THE TASK
Tally the lines in the material below that contain the word "white" and reply with the number alone.

+ + + + +

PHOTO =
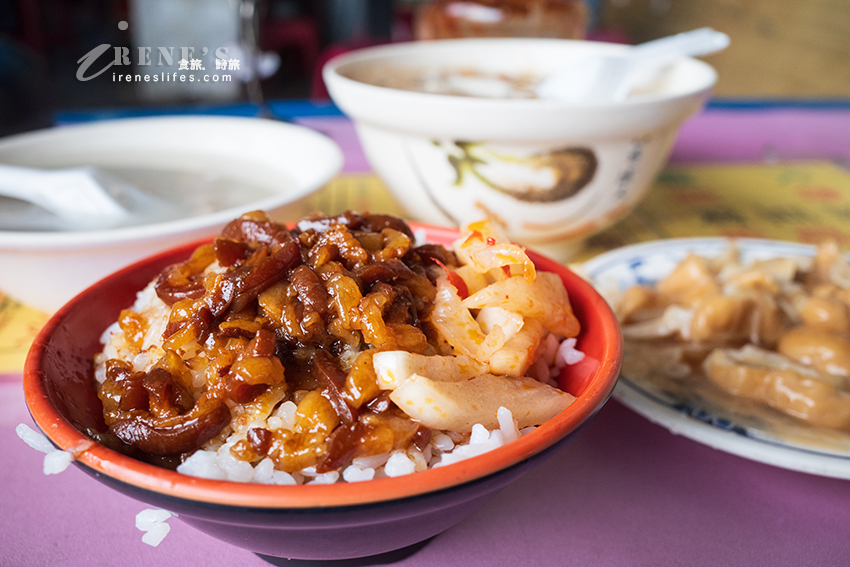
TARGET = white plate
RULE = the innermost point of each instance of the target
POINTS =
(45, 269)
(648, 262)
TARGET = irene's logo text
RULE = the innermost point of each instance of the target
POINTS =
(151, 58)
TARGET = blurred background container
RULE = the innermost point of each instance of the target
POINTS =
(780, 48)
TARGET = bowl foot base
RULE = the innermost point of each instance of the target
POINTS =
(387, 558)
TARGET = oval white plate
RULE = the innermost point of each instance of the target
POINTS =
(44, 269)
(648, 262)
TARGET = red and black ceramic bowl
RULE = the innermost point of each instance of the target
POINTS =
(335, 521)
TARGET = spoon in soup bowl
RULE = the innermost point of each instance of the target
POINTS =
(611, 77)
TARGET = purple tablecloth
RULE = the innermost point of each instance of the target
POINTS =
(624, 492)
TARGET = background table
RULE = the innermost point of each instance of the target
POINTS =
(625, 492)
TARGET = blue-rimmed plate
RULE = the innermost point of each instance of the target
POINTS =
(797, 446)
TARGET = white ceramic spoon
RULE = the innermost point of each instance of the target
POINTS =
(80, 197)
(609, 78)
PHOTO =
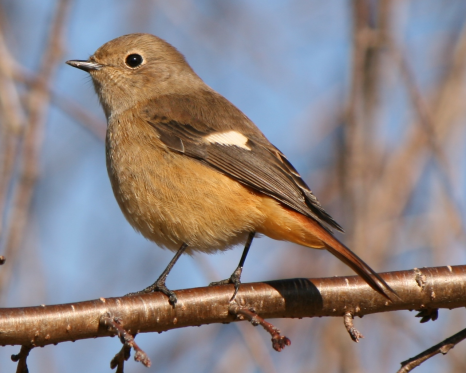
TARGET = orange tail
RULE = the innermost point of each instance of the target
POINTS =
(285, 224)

+ + + + +

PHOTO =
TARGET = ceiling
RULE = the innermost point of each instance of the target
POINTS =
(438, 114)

+ + + + +

RESPONSE TO THE EXERCISE
3